Which raises the question. Might Paulson be pulling a rhetorical trick here? It’s hard to sell his plan on the basis of efficiency, necessity or justice. So he’s appealing to fear instead.
The Fed’s flow of funds data (table 1 of this pdf) show that between Q2 2007 and Q3 2008, net borrowing by the non-financial sector fell by more than half - the biggest annual fall for 50 years. Borrowing by households fell from an annualized $950bn to $197.3bn. Borrowing by non-financial companies fell from $846.5bn to $390.3bn.
The financial system, then, hasn’t been working as it should.
And yet the economy hasn’t collapsed. Real GDP grew 2.2% - low enough to raise unemployment a little but not a catastrophe.
Of course, you could argue that there are lags between collapsing lending and the economy; it‘s quite likely GDP will shrink in Q3 or Q4. But - for what it’s worth - most forecasters, at least before the latest turmoil, were expecting an upswing during 2009.
Now, I’m not coming over all John McCain here. I’m just pointing out that there’s a distinction between a dramatic meltdown in the financial system on the one hand and much less dramatic events in the overall “real” economy on the other. The classical dichotomy has been especially sharp recently.
One reason for this is that the real economy has had other supports: the weakish dollar, looser fiscal policy, reasonable profitability, demand from the Brics and (which is not to be under-estimated) force of habit. All but one and a bit of these is still with us.

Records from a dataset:
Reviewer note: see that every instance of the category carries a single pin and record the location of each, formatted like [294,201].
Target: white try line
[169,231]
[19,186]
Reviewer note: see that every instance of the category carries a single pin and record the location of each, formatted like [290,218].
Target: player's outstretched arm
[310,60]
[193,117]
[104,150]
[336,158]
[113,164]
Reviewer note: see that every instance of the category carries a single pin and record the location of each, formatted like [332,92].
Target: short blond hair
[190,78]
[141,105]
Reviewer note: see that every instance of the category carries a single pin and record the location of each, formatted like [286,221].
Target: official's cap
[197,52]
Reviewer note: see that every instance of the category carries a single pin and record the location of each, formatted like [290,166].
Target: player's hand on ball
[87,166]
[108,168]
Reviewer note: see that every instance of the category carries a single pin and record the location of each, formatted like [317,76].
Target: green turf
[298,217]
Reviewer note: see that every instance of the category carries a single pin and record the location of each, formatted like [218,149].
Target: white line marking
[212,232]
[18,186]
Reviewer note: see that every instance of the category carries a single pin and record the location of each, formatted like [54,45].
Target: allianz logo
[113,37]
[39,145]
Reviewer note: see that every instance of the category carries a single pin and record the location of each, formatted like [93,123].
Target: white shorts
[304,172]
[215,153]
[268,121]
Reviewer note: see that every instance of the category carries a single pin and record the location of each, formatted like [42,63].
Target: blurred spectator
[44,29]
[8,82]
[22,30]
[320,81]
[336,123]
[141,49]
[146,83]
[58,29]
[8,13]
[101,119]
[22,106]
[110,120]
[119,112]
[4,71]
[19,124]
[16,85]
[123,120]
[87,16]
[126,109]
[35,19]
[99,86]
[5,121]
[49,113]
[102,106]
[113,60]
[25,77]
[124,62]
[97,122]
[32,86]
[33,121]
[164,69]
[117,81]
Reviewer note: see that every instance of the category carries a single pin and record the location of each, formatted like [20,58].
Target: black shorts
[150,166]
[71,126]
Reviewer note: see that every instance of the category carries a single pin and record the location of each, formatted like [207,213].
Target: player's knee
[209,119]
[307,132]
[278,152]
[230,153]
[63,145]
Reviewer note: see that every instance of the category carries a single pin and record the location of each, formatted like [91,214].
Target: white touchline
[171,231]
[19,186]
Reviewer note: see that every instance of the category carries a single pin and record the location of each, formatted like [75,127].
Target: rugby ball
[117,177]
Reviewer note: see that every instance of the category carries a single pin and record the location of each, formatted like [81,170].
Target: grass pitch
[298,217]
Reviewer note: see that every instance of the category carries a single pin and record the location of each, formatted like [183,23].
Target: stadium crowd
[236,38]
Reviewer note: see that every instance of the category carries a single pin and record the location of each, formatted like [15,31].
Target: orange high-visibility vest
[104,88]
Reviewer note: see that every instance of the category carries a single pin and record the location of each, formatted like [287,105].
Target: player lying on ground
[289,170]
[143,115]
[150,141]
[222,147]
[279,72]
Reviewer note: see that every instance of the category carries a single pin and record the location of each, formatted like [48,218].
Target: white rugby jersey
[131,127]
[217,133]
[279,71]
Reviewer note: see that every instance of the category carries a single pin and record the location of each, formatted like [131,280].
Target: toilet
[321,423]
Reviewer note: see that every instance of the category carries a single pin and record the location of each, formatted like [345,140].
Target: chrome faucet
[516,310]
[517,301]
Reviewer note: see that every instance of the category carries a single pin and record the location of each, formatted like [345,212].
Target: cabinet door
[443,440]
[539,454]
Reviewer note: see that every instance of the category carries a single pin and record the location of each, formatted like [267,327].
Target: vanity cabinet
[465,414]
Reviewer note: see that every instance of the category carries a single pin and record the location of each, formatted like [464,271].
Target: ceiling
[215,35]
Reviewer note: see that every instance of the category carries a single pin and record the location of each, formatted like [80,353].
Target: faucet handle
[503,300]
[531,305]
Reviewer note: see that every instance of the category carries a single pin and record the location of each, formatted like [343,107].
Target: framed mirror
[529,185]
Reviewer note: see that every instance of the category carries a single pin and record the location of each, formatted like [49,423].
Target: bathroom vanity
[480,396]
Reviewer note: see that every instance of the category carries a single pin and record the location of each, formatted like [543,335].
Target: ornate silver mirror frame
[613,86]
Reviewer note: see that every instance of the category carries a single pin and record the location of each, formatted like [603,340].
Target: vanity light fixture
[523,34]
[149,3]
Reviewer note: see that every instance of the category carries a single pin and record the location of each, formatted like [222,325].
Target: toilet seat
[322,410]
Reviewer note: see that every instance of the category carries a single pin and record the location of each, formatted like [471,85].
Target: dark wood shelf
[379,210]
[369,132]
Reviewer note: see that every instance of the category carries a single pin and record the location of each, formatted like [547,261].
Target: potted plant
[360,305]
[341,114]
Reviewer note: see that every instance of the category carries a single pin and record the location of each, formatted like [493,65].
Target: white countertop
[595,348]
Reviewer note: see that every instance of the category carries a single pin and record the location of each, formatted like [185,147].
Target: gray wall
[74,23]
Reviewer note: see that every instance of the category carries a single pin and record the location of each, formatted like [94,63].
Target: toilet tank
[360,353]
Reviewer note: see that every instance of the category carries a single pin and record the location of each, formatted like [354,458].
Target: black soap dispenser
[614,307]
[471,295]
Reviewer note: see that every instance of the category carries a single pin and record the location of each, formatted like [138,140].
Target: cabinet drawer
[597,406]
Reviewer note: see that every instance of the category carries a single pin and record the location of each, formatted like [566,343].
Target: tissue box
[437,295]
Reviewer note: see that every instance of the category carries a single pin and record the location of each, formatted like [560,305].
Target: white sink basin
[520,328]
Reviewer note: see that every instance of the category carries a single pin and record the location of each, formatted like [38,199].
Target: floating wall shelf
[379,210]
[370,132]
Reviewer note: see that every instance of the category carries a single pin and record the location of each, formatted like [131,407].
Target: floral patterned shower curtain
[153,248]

[List of tasks]
a. Translate this sentence from the commentary on the financial crisis into Spanish: "The financial system, then, hasn't been working as it should."
b. Reproduce the part of the commentary on the financial crisis that runs from "Of course, you" up to and including "especially sharp recently.".

[Answers to the exercises]
a. Así pues, el sistema financiero no ha estado funcionando como debería.

b.
Of course, you could argue that there are lags between collapsing lending and the economy; it‘s quite likely GDP will shrink in Q3 or Q4. But - for what it’s worth - most forecasters, at least before the latest turmoil, were expecting an upswing during 2009.
Now, I’m not coming over all John McCain here. I’m just pointing out that there’s a distinction between a dramatic meltdown in the financial system on the one hand and much less dramatic events in the overall “real” economy on the other. The classical dichotomy has been especially sharp recently.